Exercise aim: Collect every line below that contains the word "pond" and copy each of those lines in full.
──────── Data listing ────────
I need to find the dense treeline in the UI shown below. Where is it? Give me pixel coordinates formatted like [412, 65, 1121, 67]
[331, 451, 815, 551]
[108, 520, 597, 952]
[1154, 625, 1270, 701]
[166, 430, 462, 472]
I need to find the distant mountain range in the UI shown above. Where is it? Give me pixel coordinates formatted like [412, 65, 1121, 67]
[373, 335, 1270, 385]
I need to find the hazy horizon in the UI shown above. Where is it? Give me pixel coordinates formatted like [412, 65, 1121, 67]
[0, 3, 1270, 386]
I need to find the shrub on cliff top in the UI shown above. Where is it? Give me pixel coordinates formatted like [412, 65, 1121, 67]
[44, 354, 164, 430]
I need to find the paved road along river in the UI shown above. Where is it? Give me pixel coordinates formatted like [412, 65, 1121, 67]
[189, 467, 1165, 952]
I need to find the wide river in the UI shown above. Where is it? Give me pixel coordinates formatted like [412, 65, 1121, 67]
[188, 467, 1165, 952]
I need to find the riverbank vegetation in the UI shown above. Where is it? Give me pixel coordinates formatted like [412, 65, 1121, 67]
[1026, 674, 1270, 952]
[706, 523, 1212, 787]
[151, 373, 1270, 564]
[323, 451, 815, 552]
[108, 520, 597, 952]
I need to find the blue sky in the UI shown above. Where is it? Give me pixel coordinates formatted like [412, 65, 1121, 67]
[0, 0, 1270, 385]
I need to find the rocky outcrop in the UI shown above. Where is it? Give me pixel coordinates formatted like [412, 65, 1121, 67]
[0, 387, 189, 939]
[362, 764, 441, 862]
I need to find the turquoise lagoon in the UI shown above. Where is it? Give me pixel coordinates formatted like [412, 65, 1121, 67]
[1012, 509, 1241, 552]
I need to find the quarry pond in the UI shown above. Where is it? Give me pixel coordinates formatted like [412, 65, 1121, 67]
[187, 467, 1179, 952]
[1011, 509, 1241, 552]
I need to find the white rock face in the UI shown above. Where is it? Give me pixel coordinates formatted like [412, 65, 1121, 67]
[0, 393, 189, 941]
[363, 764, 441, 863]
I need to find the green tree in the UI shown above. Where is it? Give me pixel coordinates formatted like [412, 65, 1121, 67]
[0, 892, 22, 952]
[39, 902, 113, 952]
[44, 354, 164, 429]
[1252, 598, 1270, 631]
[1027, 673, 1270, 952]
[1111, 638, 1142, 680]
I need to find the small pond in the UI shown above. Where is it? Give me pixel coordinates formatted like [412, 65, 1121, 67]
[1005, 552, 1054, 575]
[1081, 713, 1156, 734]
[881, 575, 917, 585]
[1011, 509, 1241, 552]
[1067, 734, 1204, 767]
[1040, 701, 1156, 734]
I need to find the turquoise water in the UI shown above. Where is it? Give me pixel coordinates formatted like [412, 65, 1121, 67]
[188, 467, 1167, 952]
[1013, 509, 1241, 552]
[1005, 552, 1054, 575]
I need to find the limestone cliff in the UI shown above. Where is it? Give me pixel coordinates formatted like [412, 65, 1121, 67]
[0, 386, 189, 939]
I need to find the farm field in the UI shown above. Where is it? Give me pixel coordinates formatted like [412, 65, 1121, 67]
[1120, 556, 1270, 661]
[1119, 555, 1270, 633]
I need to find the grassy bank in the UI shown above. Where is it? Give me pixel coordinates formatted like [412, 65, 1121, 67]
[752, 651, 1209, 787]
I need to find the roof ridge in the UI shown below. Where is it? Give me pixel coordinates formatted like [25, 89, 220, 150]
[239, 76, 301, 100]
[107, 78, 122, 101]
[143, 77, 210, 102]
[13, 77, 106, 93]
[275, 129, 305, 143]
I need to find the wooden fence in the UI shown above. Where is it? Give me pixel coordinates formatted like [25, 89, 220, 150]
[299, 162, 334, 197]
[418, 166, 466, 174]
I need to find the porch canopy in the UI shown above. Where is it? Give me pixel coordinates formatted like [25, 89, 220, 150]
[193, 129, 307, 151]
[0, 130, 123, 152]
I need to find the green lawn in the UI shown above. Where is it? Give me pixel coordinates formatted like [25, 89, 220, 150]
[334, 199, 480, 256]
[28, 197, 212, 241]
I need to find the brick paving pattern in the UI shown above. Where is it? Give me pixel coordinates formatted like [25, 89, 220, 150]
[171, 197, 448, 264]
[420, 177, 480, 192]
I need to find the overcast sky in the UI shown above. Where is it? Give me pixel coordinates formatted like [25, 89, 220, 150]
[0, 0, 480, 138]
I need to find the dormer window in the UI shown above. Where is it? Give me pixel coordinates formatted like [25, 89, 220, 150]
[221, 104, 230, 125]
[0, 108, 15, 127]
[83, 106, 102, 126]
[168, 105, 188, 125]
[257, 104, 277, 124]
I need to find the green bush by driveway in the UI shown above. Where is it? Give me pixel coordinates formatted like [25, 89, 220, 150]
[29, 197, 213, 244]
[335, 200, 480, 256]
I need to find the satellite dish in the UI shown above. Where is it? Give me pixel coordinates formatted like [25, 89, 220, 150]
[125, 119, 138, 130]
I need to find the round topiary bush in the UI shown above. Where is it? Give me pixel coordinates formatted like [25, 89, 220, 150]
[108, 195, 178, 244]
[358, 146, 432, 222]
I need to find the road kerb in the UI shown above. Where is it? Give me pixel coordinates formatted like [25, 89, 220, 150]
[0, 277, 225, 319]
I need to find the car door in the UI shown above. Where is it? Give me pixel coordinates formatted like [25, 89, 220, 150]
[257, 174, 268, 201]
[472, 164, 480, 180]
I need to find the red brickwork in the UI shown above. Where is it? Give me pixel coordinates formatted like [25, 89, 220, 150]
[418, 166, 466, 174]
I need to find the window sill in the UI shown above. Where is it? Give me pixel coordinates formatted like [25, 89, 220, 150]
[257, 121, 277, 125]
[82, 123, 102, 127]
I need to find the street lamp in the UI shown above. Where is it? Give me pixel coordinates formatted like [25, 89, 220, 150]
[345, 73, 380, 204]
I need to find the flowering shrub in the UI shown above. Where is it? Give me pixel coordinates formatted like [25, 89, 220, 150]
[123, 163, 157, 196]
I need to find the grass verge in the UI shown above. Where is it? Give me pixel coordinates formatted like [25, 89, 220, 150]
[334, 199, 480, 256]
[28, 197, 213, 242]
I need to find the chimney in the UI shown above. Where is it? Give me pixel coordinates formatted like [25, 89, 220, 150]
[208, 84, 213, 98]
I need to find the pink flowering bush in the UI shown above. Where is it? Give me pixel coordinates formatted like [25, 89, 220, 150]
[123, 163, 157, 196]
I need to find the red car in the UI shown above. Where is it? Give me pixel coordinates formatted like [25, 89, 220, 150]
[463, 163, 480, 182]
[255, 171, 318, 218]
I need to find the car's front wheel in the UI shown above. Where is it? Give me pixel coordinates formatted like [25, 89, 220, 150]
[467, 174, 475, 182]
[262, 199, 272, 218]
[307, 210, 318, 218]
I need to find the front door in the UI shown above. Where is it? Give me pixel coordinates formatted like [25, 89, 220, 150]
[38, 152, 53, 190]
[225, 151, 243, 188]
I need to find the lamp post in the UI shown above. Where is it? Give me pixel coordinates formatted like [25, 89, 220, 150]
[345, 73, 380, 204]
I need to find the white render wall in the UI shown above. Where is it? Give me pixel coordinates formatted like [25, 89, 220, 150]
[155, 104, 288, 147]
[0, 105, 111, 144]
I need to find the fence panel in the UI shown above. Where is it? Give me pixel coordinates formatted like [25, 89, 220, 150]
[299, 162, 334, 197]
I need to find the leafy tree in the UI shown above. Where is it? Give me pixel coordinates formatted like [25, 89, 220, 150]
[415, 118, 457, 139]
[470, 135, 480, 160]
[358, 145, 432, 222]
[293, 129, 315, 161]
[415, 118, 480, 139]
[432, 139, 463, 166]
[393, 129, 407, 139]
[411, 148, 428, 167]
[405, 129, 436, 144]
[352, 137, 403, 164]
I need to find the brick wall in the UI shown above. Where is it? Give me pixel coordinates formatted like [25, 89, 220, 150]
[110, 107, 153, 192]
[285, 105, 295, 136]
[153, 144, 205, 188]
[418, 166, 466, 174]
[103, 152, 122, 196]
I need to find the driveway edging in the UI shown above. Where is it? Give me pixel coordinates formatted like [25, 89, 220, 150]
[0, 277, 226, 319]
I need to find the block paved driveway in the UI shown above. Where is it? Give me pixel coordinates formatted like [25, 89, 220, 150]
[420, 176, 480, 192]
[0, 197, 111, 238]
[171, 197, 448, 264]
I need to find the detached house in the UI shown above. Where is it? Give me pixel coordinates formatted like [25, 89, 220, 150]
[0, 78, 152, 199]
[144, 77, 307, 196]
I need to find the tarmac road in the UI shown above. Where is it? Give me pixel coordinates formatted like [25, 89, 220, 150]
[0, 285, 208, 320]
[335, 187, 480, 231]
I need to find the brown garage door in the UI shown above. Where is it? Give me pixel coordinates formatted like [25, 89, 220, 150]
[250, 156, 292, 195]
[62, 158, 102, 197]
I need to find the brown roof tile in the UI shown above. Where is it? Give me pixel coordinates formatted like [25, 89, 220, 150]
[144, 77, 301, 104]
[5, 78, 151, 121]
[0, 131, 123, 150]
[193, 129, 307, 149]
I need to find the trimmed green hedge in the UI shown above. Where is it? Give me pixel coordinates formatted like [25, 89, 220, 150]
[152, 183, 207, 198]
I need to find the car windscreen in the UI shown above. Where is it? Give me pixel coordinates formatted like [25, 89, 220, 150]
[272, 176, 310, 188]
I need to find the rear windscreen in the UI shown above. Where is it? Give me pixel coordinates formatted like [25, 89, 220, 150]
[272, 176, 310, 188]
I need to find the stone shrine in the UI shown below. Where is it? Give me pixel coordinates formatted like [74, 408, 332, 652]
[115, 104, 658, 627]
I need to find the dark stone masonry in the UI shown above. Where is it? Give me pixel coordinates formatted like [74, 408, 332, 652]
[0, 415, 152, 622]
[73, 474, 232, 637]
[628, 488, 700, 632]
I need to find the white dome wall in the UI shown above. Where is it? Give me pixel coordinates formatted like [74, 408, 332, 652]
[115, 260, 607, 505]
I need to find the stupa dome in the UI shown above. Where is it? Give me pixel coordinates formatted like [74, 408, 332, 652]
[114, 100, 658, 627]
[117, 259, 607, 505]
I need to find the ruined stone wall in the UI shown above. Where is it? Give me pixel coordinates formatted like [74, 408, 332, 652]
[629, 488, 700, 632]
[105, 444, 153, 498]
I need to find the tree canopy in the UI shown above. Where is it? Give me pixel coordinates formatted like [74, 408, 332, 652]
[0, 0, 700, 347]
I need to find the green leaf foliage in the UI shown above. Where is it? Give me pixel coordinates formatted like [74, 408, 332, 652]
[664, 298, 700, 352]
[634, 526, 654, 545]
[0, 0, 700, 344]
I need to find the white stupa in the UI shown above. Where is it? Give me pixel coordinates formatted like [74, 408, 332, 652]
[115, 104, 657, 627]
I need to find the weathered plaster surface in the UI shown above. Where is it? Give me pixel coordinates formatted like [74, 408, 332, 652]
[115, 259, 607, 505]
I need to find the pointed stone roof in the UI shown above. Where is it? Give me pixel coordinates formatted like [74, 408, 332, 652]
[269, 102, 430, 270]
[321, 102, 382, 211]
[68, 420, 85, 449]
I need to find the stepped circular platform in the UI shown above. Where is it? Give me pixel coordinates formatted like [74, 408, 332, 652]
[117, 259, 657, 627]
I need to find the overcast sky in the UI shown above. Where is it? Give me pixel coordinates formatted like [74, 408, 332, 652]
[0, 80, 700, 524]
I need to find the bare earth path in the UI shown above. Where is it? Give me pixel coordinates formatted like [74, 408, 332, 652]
────────
Answer for this exercise:
I need to find the quarry pond in the UI shown above. Where is it? Give me pixel coordinates formatted like [412, 65, 1121, 67]
I need to find the small pond in the UI shown above. Where is it? Give me pixel coordinates formatted like [412, 65, 1121, 67]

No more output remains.